Copy the lines below exactly. No picture goes into the copy.

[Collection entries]
-.-.-

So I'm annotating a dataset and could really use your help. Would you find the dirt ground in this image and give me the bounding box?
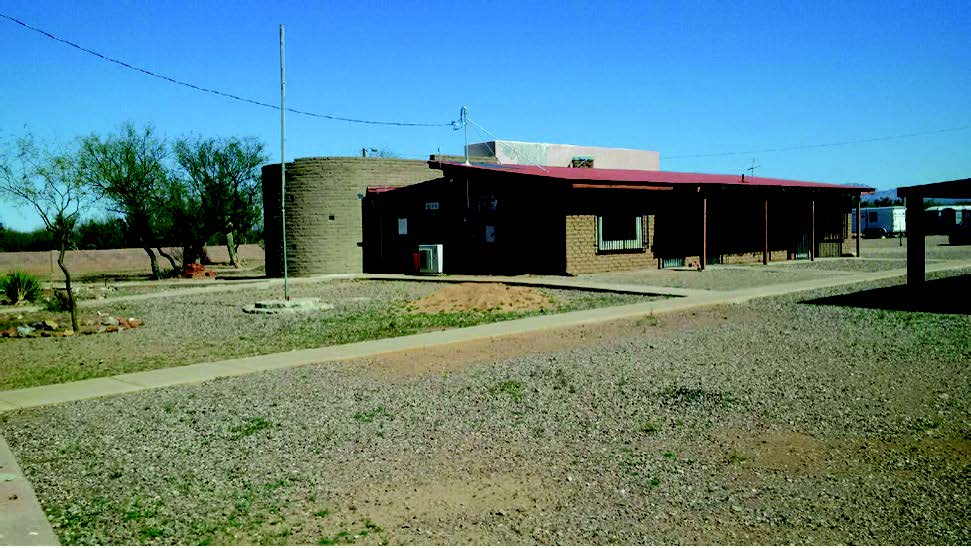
[406,282,556,314]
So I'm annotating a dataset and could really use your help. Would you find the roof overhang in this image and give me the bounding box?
[434,161,874,193]
[897,178,971,199]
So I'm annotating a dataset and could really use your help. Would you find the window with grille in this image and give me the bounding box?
[597,215,644,252]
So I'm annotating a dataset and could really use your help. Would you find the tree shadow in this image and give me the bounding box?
[802,274,971,315]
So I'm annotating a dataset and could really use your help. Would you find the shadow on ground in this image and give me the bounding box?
[802,274,971,315]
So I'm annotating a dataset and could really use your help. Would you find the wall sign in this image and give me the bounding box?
[425,202,440,211]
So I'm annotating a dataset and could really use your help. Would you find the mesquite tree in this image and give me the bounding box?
[173,136,266,267]
[0,134,88,332]
[78,123,175,278]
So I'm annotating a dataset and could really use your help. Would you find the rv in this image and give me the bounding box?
[853,206,906,238]
[924,205,971,234]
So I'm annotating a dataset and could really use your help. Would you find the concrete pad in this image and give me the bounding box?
[0,435,58,545]
[112,362,255,389]
[0,377,143,410]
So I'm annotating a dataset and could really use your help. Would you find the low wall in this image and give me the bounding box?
[0,244,265,278]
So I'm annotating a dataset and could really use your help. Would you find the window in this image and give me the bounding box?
[597,215,644,252]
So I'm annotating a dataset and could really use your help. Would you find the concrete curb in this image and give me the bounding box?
[0,435,59,546]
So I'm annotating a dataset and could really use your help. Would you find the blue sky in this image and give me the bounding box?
[1,0,969,230]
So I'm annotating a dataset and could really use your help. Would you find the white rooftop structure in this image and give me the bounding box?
[466,140,660,171]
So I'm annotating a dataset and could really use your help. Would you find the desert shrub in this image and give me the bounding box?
[2,271,42,304]
[43,289,71,312]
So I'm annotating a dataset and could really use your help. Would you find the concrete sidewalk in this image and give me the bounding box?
[2,260,968,413]
[0,436,58,545]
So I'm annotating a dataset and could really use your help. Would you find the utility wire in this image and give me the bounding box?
[0,12,458,128]
[663,124,971,160]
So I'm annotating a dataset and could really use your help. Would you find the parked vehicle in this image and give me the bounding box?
[863,227,889,239]
[853,206,906,237]
[949,222,971,245]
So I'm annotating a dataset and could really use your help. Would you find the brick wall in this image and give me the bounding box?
[565,215,656,274]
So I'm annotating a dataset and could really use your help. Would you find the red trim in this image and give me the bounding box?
[572,183,673,191]
[438,162,874,192]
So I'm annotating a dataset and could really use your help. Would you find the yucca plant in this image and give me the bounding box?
[2,271,42,305]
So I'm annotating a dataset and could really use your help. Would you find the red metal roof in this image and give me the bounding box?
[437,162,874,192]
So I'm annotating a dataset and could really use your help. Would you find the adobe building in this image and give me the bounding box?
[262,142,873,277]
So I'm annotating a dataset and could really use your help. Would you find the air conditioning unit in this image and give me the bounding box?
[418,244,443,274]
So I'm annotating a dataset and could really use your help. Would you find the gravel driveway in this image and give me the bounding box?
[1,272,968,545]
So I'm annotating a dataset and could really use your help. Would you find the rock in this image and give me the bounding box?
[0,327,16,338]
[101,316,120,327]
[118,318,131,329]
[40,320,59,331]
[61,329,74,336]
[128,318,143,328]
[16,325,36,336]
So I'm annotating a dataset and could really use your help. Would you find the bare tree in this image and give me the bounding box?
[0,134,88,332]
[78,123,174,279]
[173,136,266,267]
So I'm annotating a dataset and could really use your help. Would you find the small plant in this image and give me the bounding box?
[640,422,658,434]
[352,406,392,423]
[314,509,330,518]
[139,526,164,540]
[663,451,676,459]
[1,271,42,304]
[489,379,525,400]
[230,416,272,438]
[725,449,747,464]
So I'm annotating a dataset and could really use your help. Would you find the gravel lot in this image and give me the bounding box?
[0,280,653,390]
[1,272,968,545]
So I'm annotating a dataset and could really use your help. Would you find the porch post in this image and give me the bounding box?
[906,195,924,288]
[763,198,769,265]
[700,196,707,271]
[810,199,815,261]
[856,194,861,257]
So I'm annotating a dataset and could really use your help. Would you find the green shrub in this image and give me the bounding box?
[2,271,42,304]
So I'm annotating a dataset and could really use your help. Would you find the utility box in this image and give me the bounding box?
[418,244,444,274]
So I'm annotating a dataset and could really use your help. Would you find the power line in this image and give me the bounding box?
[663,125,971,160]
[0,12,458,128]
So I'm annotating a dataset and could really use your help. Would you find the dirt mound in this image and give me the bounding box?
[407,283,555,313]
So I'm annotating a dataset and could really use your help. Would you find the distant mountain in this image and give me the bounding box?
[862,189,898,203]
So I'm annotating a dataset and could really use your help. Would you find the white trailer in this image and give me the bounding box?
[853,206,906,237]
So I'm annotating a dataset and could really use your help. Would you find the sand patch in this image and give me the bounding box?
[407,282,555,313]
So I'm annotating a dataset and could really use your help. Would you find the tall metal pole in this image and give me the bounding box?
[280,24,289,300]
[462,105,470,165]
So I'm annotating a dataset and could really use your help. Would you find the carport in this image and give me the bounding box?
[898,178,971,287]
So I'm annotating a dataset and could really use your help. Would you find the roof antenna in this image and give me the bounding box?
[746,158,760,177]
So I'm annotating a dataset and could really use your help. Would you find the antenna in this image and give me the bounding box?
[746,158,761,177]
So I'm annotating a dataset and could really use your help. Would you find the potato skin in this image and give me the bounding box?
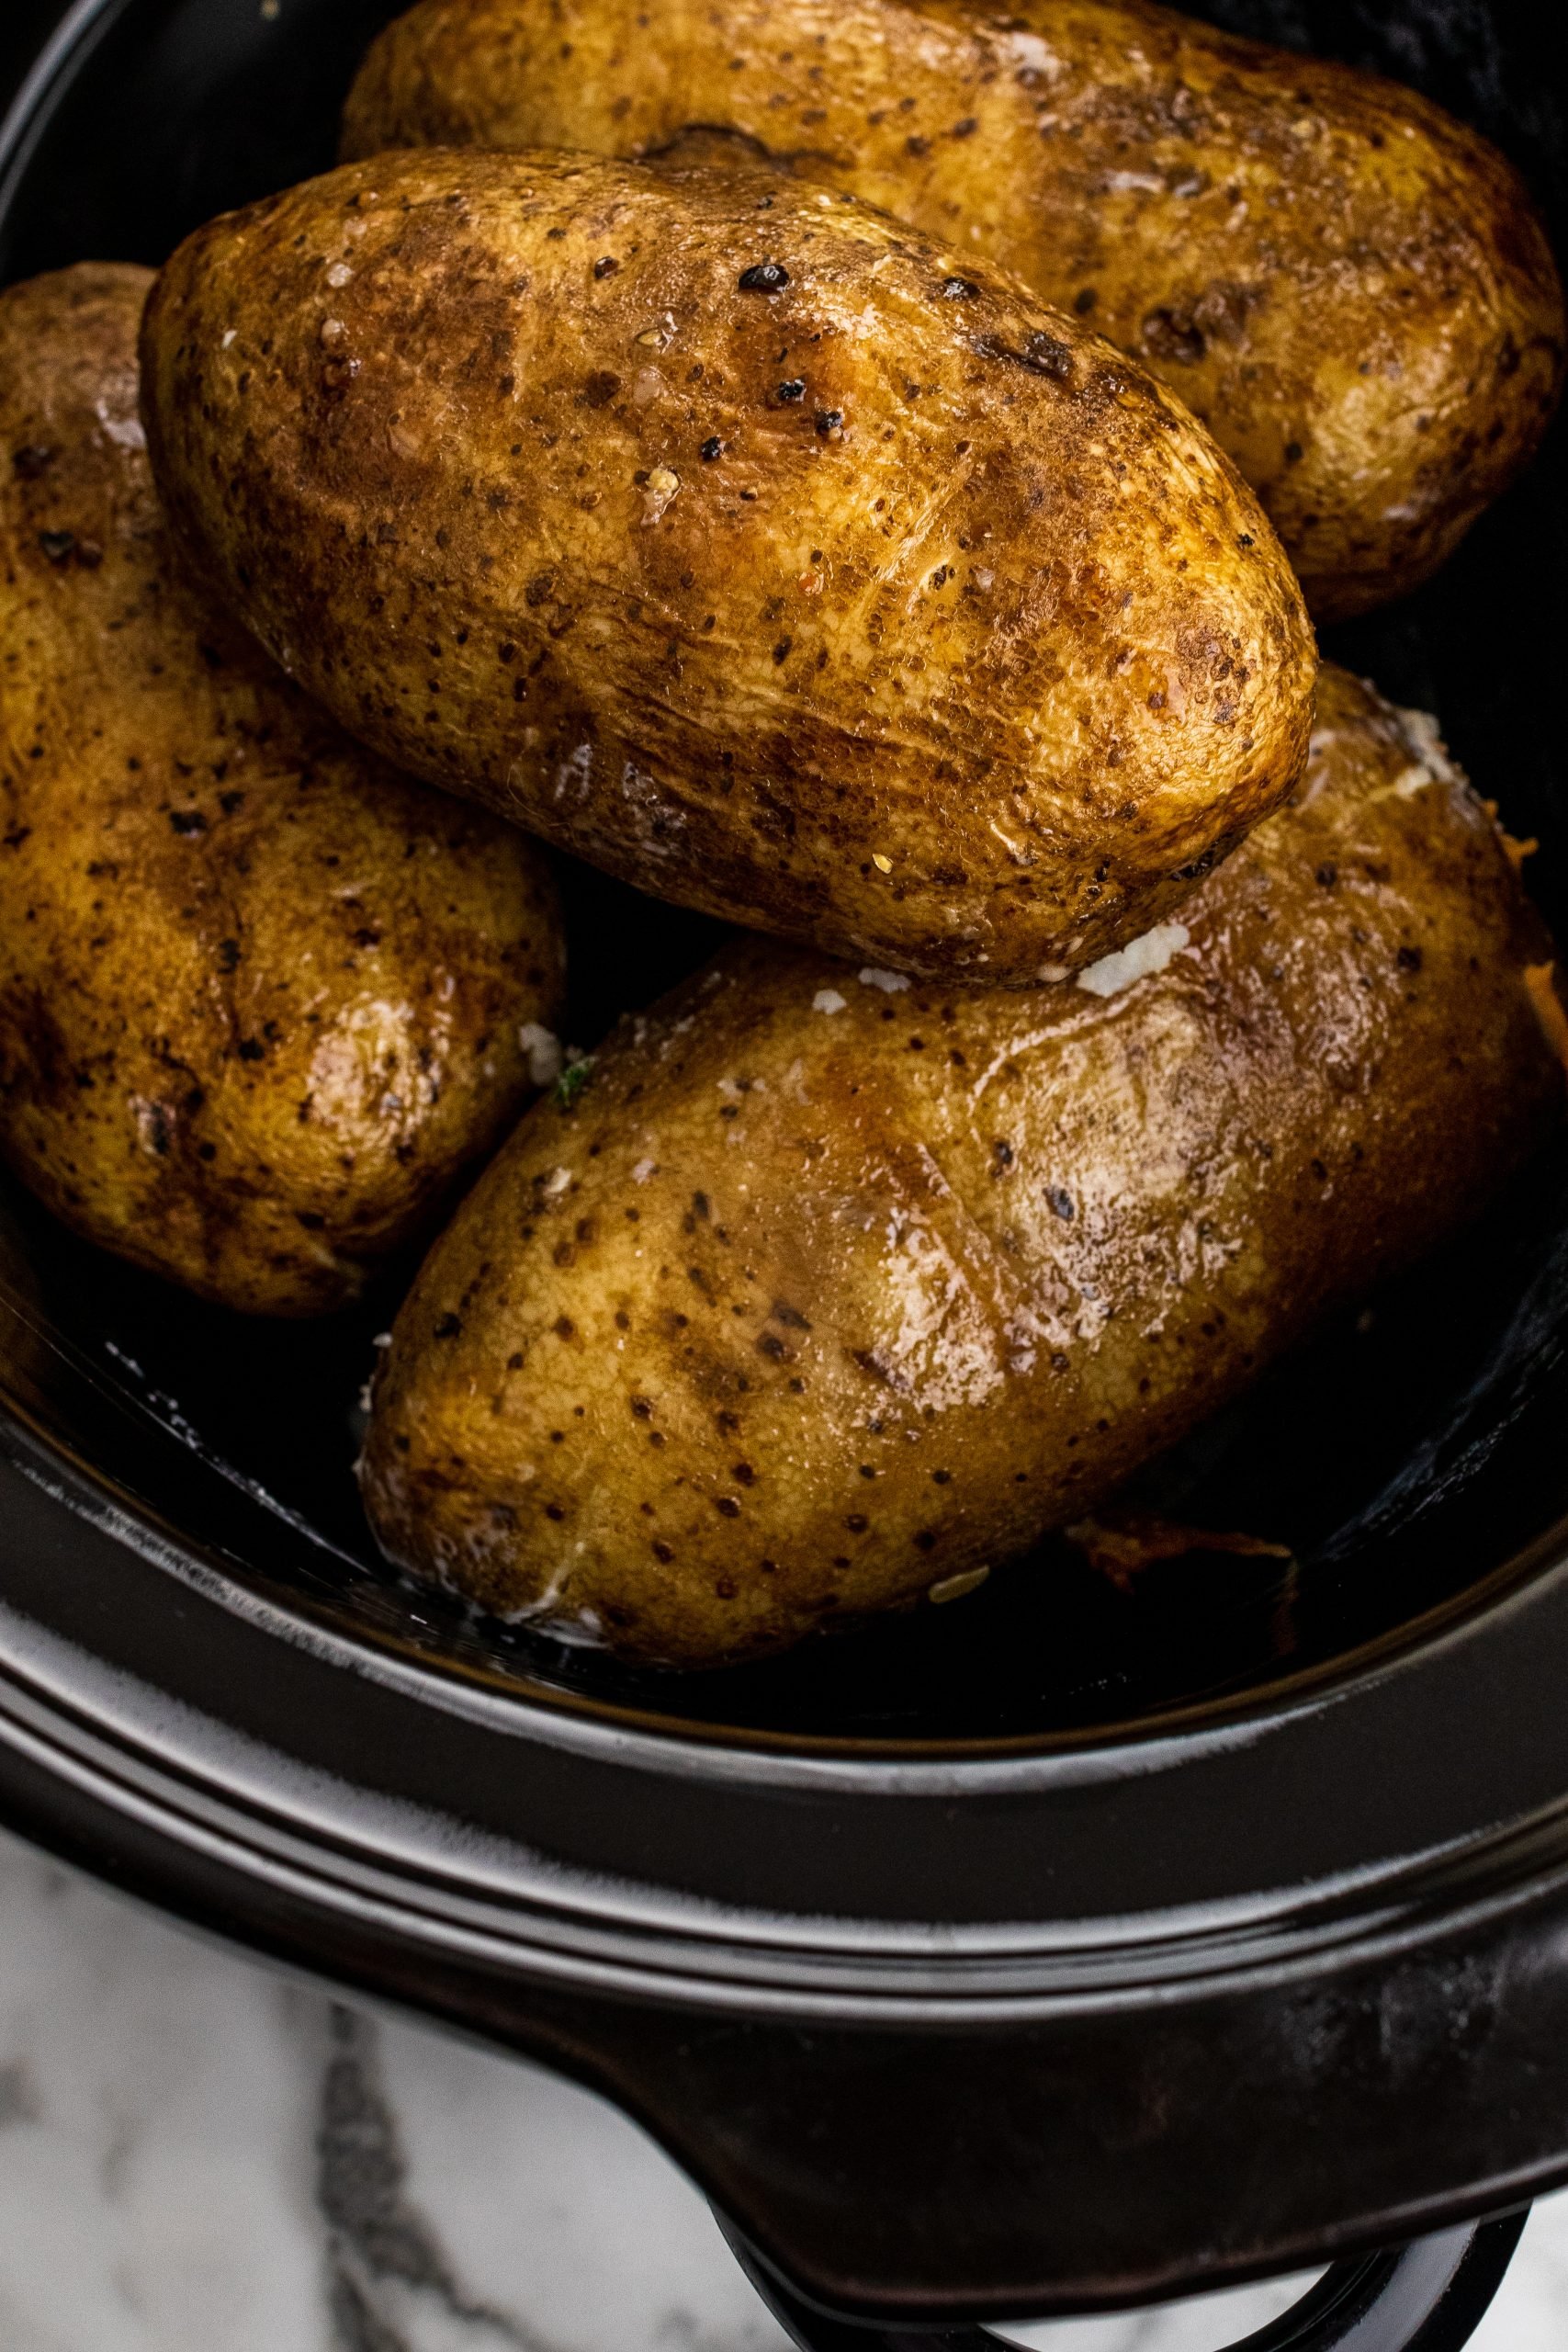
[363,666,1563,1667]
[343,0,1565,622]
[141,148,1314,987]
[0,266,565,1317]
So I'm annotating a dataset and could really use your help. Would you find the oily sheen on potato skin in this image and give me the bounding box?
[343,0,1565,622]
[0,266,565,1317]
[362,668,1563,1668]
[141,149,1314,987]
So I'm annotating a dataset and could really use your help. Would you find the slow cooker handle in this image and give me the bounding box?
[719,2204,1528,2352]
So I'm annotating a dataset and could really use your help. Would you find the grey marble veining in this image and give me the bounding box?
[0,1825,1563,2352]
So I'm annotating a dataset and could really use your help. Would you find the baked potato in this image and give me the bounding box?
[342,0,1566,622]
[0,265,565,1317]
[141,147,1315,988]
[361,665,1563,1668]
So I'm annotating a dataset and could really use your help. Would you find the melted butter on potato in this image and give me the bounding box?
[343,0,1565,621]
[0,266,565,1317]
[363,668,1563,1666]
[141,147,1315,986]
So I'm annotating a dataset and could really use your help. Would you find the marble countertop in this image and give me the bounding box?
[1,1822,1564,2352]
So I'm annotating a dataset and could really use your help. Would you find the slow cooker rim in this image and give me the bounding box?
[8,1397,1568,2003]
[8,1293,1568,1781]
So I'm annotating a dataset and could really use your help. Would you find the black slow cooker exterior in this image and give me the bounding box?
[1,0,1567,2335]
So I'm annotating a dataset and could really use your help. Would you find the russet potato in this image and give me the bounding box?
[362,667,1563,1668]
[342,0,1566,621]
[141,148,1315,987]
[0,265,565,1317]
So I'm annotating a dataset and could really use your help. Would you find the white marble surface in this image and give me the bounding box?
[1,1822,1565,2352]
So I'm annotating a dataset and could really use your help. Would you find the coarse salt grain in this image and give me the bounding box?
[1076,922,1190,999]
[519,1023,563,1088]
[1008,28,1057,74]
[642,466,680,524]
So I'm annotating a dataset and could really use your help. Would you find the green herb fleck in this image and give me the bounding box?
[555,1057,594,1112]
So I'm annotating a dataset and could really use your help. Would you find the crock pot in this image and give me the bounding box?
[2,2,1565,2345]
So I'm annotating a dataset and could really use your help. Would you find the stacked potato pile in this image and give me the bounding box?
[3,0,1564,1665]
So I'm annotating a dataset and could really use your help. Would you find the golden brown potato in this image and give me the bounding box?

-.-.-

> [Result for this exercise]
So I'm annotating a dataset and could really use your help. Would you find the dirt ground in this image and give me the bounding box?
[406,282,556,314]
So I'm annotating a dataset and could really use your help. Would you find the roof overhang in this image and give me the bounding box?
[434,161,874,193]
[897,178,971,199]
So I'm annotating a dataset and could really use your help. Would you find the window with grille in this image and give me the bounding box?
[597,215,644,252]
So I'm annotating a dataset and could really use your help. Would you find the tree shadow in this image and give me the bounding box?
[802,274,971,315]
So I'm annotating a dataset and could really use your help. Would you find the shadow on ground in this image and give me the bounding box?
[802,274,971,315]
So I'm annotating a dataset and could really use your help. Would you find the wall sign in this image and give me the bounding box?
[425,202,440,211]
So I'm annotating a dataset and could really use your help. Would you find the mesquite tree in this image and give me the bounding box?
[173,136,266,267]
[0,134,88,332]
[78,123,175,278]
So I'm annotating a dataset and could really use your help. Would you find the rv in this image and give me the bounding box?
[853,206,906,238]
[924,205,971,234]
So I'm annotating a dataset and could really use your help. Would you find the concrete pad in this image and give me the bounding box?
[0,435,58,545]
[112,362,255,389]
[0,377,143,410]
So I'm annotating a dataset and could really use your help. Would you find the low wall in this image and give me the bounding box?
[0,244,265,278]
So I'm annotating a dataset and could really use your help. Would you find the window in this image and give me the bounding box?
[597,215,644,252]
So I'm annotating a dataset and could really use your help. Would you find the concrete curb in this image and give me the bounding box?
[0,435,59,546]
So I'm annotating a dataset and could really use your help. Would you find the blue sky in this image and give me the bounding box?
[1,0,969,230]
So I'm annotating a dataset and could really use your help. Would you find the white rooftop structure in this image and give me the bounding box?
[466,140,660,171]
So I'm annotating a dataset and could really use your help. Would you find the desert shrub in this image and give me the bounding box?
[2,271,42,304]
[43,289,71,312]
So I'm annotating a dataset and could really use your help. Would you find the concrete sidewalk in this image and give me the bounding box?
[2,260,968,413]
[0,436,58,545]
So I'm annotating a dataset and could really use your help. Would you find the utility wire in this image and give me the bounding box?
[0,12,458,128]
[663,124,971,160]
So I'm annotating a dataset and could really use your help. Would you find the parked vehicle in this image and give me the bounding box?
[863,227,889,239]
[853,206,906,237]
[949,222,971,245]
So I'm annotating a dataset and could really use your help. Would you find the brick wall in this image and give me the bounding box?
[565,215,656,274]
So I'm annotating a dataset and could really use your help. Would you find the red trim in this image and give me the bounding box?
[572,183,673,191]
[438,162,874,192]
So I'm annotating a dataset and could really use your help. Would you find the yucca plant in this image and give me the bounding box?
[2,271,42,305]
So I'm annotating a dataset and could really use your help. Would you find the red metal roof in this image and give me the bounding box?
[437,162,874,192]
So I'm annotating a dataset and could really use your help. Would you find the adobe building in this image and give me the bounding box?
[262,142,873,277]
So I'm annotating a dataset and could really use your help. Would you find the air conditioning unit in this image and give me the bounding box?
[418,244,443,274]
So I'm annotating a dataset and could really use your help. Would you find the gravel driveway in this image and give me the bounding box?
[1,272,968,545]
So I'm annotating a dataset and could really use your help. Would you find the rock in this image and give me the bounding box?
[0,327,16,338]
[101,316,120,327]
[118,318,131,329]
[40,320,59,331]
[61,329,74,336]
[128,318,143,328]
[16,325,36,336]
So I'm annotating a dataset and could really use your help. Would you find the bare tree in this image and give me the bounding box?
[0,134,88,332]
[78,123,174,279]
[173,136,266,267]
So I'm annotating a dataset and could really use your help. Would you find the small plant in this image and give me the bounding box?
[640,422,658,434]
[352,406,392,423]
[314,509,330,518]
[139,526,164,540]
[663,451,676,459]
[1,271,42,304]
[489,379,525,400]
[230,416,272,438]
[725,449,747,464]
So I'm annotating a dataset and could really use your help. Would you find the gravel lot in this image and give me the bounding box?
[0,280,653,390]
[1,272,968,545]
So I'm annotating a dataset and could really use your help. Would you find the porch post in this image and give me the bounding box?
[906,195,924,288]
[763,198,769,265]
[700,196,707,271]
[810,199,815,261]
[856,194,861,257]
So I'm annotating a dataset and could really use your help. Would you find the green shrub in this image and give me the bounding box?
[2,271,42,304]
So I'm annotating a dataset and could really use your help. Would you find the utility box in this image and give me the bounding box?
[418,244,444,274]
So I'm annotating a dataset and could really use your help. Would you find the power line in this image and give me the bounding box?
[663,125,971,160]
[0,12,458,128]
So I'm annotating a dataset and could really use your help. Would you find the dirt mound in this image and give me the bounding box?
[407,283,555,313]
So I'm annotating a dataset and could really use your help. Would you find the distant mountain in this image and give me the bounding box?
[862,189,898,203]
So I'm annotating a dataset and could really use your help. Would you find the white trailer in this image and give me the bounding box?
[853,206,906,237]
So I'm annotating a dataset and could really use your help. Would you find the sand patch in this image and give me the bounding box?
[407,282,555,313]
So I'm annotating a dataset and could really use your help. Would you find the tall metal pole in this image and give me the bounding box?
[280,24,289,300]
[462,105,470,165]
So I'm annotating a dataset and could really use your help. Would you find the carport in this image and give me the bounding box?
[898,178,971,287]
So I'm annotating a dataset and could really use your help. Would you find the roof antenna in this image and give me the bounding box?
[746,158,760,177]
So I'm annotating a dataset and could really use your help. Would you find the antenna in this image and give me the bounding box?
[746,158,761,177]
So I'm annotating a dataset and could really use your help. Would you find the potato skin in this image and give me the bounding box?
[363,666,1563,1667]
[343,0,1565,622]
[141,148,1314,987]
[0,266,565,1317]
So I'm annotating a dataset and could really use your help. Would you find the oily sheen on potato skin in this image and give me the bounding box?
[343,0,1565,622]
[0,266,565,1317]
[362,668,1563,1668]
[141,149,1314,987]
So I'm annotating a dataset and could really use your help. Would you find the slow cooker handle in this image and give me the bounding box?
[719,2204,1528,2352]
So I'm annotating a dataset and could really use your help. Would you find the grey marble veining in this image and give me the bounding box?
[0,1825,1563,2352]
So I'm annotating a dataset and could really use your help. Would you find the baked potato in this image and give me the bounding box?
[342,0,1566,622]
[0,265,565,1317]
[141,147,1315,988]
[361,665,1563,1668]
So I'm annotating a dataset and could really use your help. Would you find the melted butter on potato in this image and give me the bounding box?
[343,0,1565,621]
[0,266,565,1317]
[363,668,1563,1666]
[141,147,1315,986]
So I'm annotating a dataset and could really use your help. Would you find the marble countertop in this image and give me the bounding box?
[1,1822,1564,2352]
So I'm annotating a dataset and could really use your help. Would you find the slow cooker rim in this image and give me the bounding box?
[8,1397,1568,2003]
[8,1293,1568,1781]
So I'm annotating a dataset and could really use your help. Would you find the black slow cooker exterior in this image and give me the bounding box?
[1,0,1567,2335]
So I'm annotating a dataset and could really use your help. Would you find the russet potato in this image and give me the bounding box?
[362,667,1563,1668]
[342,0,1566,621]
[141,148,1315,987]
[0,265,565,1317]
So I'm annotating a dataset and could really use your help. Would you find the white marble surface in this image and give me the bounding box?
[1,1822,1565,2352]
So I'm annotating a dataset and could really use your help. Would you find the coarse salt grain in this image and give me the bounding box?
[1076,922,1190,999]
[519,1023,563,1088]
[1008,28,1057,74]
[642,466,680,524]
So I'm annotating a dataset and could really use your help. Would you find the green herb fleck in this image and give me the bounding box?
[555,1057,594,1112]
So I'm annotating a dataset and could really use your help. Would you find the crock pot in this image and give me the bounding box?
[2,2,1565,2345]
So I'm annotating a dataset and could really use your help. Would you find the stacked potato pile in this image and give me the bounding box?
[3,0,1564,1665]
So I'm annotating a dataset and could really use your help. Would you find the golden brown potato in this image and give me the bounding box?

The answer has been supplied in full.